→ What the task asks: Line by line, transcribe all of the entries exactly.

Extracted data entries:
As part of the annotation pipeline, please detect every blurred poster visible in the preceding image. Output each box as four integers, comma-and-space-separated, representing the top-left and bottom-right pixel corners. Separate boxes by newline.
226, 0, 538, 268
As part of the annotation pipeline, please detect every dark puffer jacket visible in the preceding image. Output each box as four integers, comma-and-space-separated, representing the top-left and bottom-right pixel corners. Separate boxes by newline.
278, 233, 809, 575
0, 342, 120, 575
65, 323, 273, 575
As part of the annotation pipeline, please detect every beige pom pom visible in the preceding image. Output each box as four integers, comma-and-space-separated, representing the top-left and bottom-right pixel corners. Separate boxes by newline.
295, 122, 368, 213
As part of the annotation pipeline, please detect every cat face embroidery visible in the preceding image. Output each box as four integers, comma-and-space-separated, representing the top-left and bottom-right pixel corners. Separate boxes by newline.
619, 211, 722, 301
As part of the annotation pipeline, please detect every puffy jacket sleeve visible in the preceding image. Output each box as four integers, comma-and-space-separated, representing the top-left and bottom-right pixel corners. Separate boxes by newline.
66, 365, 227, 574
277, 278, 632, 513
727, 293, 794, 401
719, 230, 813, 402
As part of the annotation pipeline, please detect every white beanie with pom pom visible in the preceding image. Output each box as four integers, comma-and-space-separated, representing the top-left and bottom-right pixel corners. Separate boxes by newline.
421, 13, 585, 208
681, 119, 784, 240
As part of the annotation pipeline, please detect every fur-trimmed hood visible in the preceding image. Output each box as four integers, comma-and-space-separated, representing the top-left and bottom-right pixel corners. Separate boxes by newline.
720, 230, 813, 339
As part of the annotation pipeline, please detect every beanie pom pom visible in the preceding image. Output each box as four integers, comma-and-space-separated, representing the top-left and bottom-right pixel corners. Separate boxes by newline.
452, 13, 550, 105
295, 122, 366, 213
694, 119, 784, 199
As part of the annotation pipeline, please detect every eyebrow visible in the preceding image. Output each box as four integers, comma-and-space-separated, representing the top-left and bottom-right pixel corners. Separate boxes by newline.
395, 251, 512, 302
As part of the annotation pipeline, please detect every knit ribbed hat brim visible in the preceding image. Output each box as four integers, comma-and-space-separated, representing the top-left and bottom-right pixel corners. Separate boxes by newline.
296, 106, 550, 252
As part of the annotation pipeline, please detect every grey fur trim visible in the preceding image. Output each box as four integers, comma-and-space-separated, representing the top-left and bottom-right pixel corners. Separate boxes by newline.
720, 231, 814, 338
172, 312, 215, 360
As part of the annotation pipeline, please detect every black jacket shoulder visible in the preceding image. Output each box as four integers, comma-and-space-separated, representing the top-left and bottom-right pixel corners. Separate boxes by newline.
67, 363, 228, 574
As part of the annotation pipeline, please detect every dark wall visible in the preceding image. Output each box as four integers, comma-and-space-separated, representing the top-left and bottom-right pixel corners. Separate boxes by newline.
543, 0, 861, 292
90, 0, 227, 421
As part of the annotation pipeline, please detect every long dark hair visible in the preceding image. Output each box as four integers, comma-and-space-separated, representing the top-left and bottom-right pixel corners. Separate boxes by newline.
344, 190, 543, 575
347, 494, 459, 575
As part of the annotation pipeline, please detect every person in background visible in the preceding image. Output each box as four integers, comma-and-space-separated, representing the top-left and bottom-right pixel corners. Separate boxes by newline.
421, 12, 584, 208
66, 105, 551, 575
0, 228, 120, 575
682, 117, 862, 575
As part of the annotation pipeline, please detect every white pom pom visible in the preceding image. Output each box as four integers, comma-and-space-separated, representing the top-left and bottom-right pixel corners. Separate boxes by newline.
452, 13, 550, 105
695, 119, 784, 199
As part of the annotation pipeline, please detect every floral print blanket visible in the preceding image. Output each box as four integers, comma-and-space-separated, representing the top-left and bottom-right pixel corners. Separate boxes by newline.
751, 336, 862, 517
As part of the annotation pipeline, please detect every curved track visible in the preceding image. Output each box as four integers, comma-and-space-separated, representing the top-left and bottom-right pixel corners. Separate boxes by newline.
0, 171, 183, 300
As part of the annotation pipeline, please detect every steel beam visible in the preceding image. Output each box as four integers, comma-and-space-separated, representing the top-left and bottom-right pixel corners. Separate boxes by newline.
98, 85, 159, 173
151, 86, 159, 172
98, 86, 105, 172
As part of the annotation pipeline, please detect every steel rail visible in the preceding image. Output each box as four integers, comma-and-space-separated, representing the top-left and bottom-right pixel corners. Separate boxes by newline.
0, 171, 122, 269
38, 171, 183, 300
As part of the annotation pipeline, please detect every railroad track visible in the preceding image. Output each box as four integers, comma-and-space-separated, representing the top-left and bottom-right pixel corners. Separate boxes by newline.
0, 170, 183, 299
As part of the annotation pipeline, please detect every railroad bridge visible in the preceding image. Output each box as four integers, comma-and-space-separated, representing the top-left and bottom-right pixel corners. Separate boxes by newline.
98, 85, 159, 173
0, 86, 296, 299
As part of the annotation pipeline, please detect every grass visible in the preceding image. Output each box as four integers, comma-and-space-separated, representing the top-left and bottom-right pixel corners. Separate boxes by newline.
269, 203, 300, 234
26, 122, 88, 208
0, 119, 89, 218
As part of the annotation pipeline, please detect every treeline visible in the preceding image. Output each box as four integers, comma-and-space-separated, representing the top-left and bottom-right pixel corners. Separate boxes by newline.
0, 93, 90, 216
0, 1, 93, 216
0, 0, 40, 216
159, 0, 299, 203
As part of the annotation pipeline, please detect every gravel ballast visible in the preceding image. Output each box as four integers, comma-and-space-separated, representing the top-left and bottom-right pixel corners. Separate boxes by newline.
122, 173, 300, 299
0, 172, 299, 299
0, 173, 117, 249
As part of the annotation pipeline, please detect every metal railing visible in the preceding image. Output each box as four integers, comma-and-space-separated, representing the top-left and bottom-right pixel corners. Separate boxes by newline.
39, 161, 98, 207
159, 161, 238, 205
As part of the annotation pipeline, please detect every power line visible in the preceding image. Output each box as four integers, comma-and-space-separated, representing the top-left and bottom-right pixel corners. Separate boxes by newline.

→ Result of the exercise:
As part of the annotation pipeline, please detect every blurred poster visible in the preceding image. Output each box as four integers, comma-and-space-separated, representing the top-left and bottom-right pixel corners. Separate boxes by newline.
226, 0, 538, 268
As part of the annotation pipeline, please detect every dark puffer jacket visible in the preceding image. Output each box as four integers, comma-and-space-separated, representing the top-left and bottom-right pixel corners. Separate boxes by newline.
278, 233, 809, 575
0, 342, 120, 575
65, 323, 273, 575
As part of the annotation pipeline, please detect every beige pom pom visible in the preceding image. Output each box as four integers, comma-and-space-separated, representing the top-left and bottom-right pixel corners. Separate boxes by newline.
295, 122, 368, 213
As part of the annotation pipeline, please detect every cat face embroidery visible in the preceding image. Output each box as four integers, comma-and-space-separated, representing the top-left and bottom-right pixel corners. Separate boxes by newline.
619, 211, 722, 301
As part of the annotation pipeline, please detect every puffy jacket sleeve visible in the preceding image. Output each box as four integers, comma-and-space-separated, representing the top-left and bottom-right pixel corners. Separate boxes by newline.
66, 365, 227, 574
277, 278, 632, 513
727, 293, 794, 401
719, 230, 813, 402
As part of the annotation pipeline, please detect every white beanie with pom pom visible in the preceding image. Output each box as four integers, comma-and-space-separated, representing the top-left and bottom-right pixel corners. Separate boxes by newline.
421, 13, 585, 208
681, 119, 784, 240
As part of the annotation pipeline, please detect every fur-trimmed hood visible in the preceding image. Output each box as four integers, comma-and-space-separated, representing the top-left and bottom-right pixel corners. Separate boxes by newline.
720, 230, 813, 339
As part of the annotation pipeline, please detect every beanie pom pom visible in the preceding image. Output each box as four integers, comma-and-space-separated, representing the top-left and bottom-right pixel corners. Separate boxes by newline.
452, 13, 550, 105
295, 122, 366, 213
694, 119, 784, 199
As part of the annotation pipeline, please detect every eyebrow visible in the preceding image. Output each box as four integers, comma-and-space-separated, representing the top-left and bottom-right pixel corners. Separate boxes by newline.
395, 251, 512, 302
As part of the annotation pipeline, please detect every knit ribbed hat brim visible in the preceding image. Output each box as four integers, comma-and-space-separated, representing the top-left and bottom-right pixel corners. Separate boxes by newline.
296, 106, 550, 252
As part of the annotation pipeline, please detect every grey fur trim visible in the preceding image. Output each box as four integers, comma-and-space-separated, representing the top-left and bottom-right pixel corners. Separate boxes by newline.
720, 231, 814, 338
172, 312, 215, 360
As part of the annotation pipeline, please detect every black jacket shoulder visible in the preceding image. Output each box as four integers, comma-and-space-separated, representing the top-left and bottom-right pixel corners. Separate boxes by newline.
67, 363, 228, 574
As part of the annotation pipeline, please detect every dark wall visible in the preceding image. Output each box as four integers, comma-and-space-separated, representing the top-left and bottom-right pixel corners. Separate boxes by newline.
543, 0, 861, 292
90, 0, 227, 421
As part of the annotation pipeline, please detect every long dark hair visible in the preceding image. Output each box as four integers, comma-and-space-separated, representing the top-left and bottom-right pixel corners. Separate boxes by newline.
344, 190, 543, 575
347, 494, 459, 575
As part of the annotation pipeline, please detect every person in background visible in the preceding image. Output each box as four integers, comma-and-space-separated, representing the top-left and bottom-right pixel corners. Separate boxes by newline.
421, 12, 584, 208
66, 105, 551, 575
0, 228, 120, 575
682, 117, 862, 575
As part of the annotation pipeline, please detect every white pom pom visible in the preceding image. Output each box as four integers, comma-and-space-separated, representing the top-left and bottom-right pixel corners. Separate boxes by newline.
452, 13, 550, 105
695, 119, 784, 199
As part of the annotation pipeline, please detect every floral print blanket visible in the preceding image. Output each box as four integers, comma-and-space-separated, representing the top-left and bottom-right pixel corners. Separate boxes by newline.
751, 336, 862, 517
As part of the annotation pipeline, please detect every curved track visible in the preceding image. Output each box as four integers, comma-and-space-separated, representing the top-left and bottom-right pixel corners. Separate boxes by newline.
0, 171, 183, 300
As part of the annotation pipeline, please detect every steel beam visible in the preceding image. Output each box as four integers, comma-and-space-separated, representing the top-left and bottom-right pixel corners. Separate boxes by newline.
98, 85, 159, 173
151, 86, 159, 172
98, 86, 105, 172
As part of the annotation pipeline, please detect every steel rail visible in the preceding image. Output each box as four integers, comma-and-space-separated, representing the top-left and bottom-right pixel corners. Separate boxes by newline.
0, 171, 122, 269
38, 171, 183, 300
As part of the annotation pipeline, please detect every railroad track visible in the preceding image. Output each box as four integers, comma-and-space-separated, representing the top-left and bottom-right pixel corners. Separate boxes by newline.
0, 170, 183, 299
As part of the annotation pipeline, please detect every railroad bridge visible in the preceding image. Output each box as four integers, comma-and-space-separated, representing the top-left and bottom-right pixel corners. Separate boxes by newline.
98, 85, 159, 173
0, 86, 296, 299
As part of the annotation pipeline, please detect every grass visible in the preceding image. Output each box as four integers, comma-and-space-separated, representing the top-left and bottom-right pixel corners. Separate boxes by newline.
269, 203, 300, 234
26, 122, 88, 208
0, 119, 89, 218
As part of the annotation pipeline, please detect every treeline visible in the preceding image. Output each box as four integers, comma-and-space-separated, representing the top-left and bottom-right pixel corners. Separate boxes by newline.
0, 93, 90, 216
0, 1, 93, 216
0, 0, 40, 216
159, 0, 299, 203
As part of the annotation pipeline, please detect every gravel ballast visible in the preceding image. Output each box as four integers, comma-and-space-separated, representing the top-left and bottom-right pixel corners. Separate boxes by newline.
122, 173, 300, 299
0, 172, 299, 299
0, 173, 117, 249
As part of the annotation pipeline, please detect every metal railing visible in the preceding image. Output each box as four integers, comma-and-space-separated, representing the top-left and bottom-right pixel corners. Separate boxes by newline.
39, 161, 98, 207
159, 161, 238, 205
As part of the annotation pipeline, please detect every power line visible in the preceding image. Output each box as four integers, comma-and-space-separated, representing the top-left and bottom-right pixel corners. Separate boxes by newline.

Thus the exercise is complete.